- [Records to use]:
** BEGIN **
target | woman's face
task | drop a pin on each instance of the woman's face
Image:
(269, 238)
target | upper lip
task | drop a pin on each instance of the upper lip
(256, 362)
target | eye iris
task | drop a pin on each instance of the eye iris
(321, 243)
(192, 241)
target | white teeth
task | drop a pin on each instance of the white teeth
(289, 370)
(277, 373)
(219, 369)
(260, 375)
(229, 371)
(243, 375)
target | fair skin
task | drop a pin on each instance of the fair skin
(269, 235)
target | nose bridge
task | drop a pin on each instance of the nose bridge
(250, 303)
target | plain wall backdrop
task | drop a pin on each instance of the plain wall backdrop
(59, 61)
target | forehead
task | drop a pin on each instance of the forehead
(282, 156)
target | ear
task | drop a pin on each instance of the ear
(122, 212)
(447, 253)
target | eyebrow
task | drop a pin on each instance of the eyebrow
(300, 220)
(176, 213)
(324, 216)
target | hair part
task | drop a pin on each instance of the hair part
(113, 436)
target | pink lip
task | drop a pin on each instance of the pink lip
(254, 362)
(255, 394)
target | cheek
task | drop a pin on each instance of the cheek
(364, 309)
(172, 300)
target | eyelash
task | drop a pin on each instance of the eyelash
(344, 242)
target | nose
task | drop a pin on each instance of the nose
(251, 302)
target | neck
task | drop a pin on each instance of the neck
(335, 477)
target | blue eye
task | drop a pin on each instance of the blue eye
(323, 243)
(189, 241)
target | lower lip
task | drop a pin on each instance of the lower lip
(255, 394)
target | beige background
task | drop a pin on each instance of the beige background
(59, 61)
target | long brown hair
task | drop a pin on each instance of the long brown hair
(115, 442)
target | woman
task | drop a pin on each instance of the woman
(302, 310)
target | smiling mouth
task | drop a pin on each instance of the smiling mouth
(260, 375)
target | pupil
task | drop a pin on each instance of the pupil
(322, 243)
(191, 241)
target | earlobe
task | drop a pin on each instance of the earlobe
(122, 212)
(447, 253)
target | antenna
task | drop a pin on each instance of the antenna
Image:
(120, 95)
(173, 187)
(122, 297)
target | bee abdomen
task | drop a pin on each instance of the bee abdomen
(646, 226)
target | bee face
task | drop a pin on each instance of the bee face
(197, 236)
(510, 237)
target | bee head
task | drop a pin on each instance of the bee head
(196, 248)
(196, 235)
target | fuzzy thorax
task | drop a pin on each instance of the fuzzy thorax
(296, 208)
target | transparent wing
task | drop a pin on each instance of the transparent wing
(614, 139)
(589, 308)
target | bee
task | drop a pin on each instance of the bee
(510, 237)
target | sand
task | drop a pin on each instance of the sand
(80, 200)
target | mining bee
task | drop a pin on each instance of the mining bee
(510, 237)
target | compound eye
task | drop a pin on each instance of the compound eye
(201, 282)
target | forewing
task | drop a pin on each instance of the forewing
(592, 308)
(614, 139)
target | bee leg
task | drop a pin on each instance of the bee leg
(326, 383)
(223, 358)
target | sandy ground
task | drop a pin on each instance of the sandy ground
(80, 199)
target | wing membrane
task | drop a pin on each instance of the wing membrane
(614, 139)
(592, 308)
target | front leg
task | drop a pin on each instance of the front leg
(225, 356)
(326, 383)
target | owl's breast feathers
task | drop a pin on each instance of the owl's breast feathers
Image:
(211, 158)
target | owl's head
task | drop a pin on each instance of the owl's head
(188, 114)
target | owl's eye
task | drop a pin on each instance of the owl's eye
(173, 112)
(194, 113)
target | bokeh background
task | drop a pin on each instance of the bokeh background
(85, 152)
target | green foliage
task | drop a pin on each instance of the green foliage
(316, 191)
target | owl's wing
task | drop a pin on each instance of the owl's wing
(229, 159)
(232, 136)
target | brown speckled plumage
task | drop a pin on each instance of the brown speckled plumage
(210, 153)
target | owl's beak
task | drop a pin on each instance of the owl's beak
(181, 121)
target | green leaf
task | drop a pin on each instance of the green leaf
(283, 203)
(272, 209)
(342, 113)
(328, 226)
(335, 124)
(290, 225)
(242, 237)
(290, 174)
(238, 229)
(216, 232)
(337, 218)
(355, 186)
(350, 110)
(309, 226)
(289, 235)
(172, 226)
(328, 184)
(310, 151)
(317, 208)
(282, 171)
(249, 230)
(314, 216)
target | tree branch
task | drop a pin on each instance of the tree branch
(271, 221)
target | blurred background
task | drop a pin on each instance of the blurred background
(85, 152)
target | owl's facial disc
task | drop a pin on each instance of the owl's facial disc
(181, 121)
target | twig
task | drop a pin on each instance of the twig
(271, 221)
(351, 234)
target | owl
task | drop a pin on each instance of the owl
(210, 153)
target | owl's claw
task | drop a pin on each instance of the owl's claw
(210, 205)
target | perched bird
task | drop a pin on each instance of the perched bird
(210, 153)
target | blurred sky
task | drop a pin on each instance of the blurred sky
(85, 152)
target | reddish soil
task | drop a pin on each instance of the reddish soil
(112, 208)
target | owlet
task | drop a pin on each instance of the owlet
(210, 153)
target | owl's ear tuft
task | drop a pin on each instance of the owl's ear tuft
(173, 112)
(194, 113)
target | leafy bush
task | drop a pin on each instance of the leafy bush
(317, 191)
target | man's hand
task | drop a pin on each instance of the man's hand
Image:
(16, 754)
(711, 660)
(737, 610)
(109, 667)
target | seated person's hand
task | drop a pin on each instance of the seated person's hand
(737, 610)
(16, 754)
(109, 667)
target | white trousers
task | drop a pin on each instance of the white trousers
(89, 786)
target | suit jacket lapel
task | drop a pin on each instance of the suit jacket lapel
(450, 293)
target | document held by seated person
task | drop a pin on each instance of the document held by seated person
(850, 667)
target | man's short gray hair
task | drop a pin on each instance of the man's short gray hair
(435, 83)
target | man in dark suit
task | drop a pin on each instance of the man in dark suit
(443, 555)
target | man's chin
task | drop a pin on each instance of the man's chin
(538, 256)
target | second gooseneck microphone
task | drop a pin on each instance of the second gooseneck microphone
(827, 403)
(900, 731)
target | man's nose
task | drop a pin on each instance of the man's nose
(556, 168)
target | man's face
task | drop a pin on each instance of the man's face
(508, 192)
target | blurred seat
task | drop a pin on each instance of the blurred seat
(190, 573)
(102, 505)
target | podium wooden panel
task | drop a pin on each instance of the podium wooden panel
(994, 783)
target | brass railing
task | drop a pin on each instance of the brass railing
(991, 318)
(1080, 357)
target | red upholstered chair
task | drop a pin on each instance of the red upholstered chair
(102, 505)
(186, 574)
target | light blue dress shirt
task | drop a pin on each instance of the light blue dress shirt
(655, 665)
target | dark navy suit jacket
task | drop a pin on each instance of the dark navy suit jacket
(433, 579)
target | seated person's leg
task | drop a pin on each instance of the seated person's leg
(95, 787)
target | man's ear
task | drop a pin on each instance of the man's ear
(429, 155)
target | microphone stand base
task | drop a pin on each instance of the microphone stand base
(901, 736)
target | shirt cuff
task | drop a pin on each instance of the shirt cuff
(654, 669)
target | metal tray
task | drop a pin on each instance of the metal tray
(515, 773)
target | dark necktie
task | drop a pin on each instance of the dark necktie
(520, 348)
** END **
- [Short exercise]:
Recast everything in the listing above, from the line containing "target | man's nose" down to the line containing "(1080, 357)" with both ends included, as a JSON array of strings. Use one string per line and leave out any blank lines.

- [Task response]:
[
  "target | man's nose",
  "task | drop a pin on each instance of the man's nose",
  "(556, 168)",
  "target | man's face",
  "task | drop a pin on each instance of the man's face",
  "(508, 192)",
  "target | blurred seat",
  "task | drop a pin on each instance of the blurred seat",
  "(190, 573)",
  "(102, 505)",
  "target | podium wooden panel",
  "task | drop a pin on each instance of the podium wooden panel",
  "(994, 783)",
  "target | brass railing",
  "task | drop a pin on each instance of the brass railing",
  "(991, 318)",
  "(1080, 357)"
]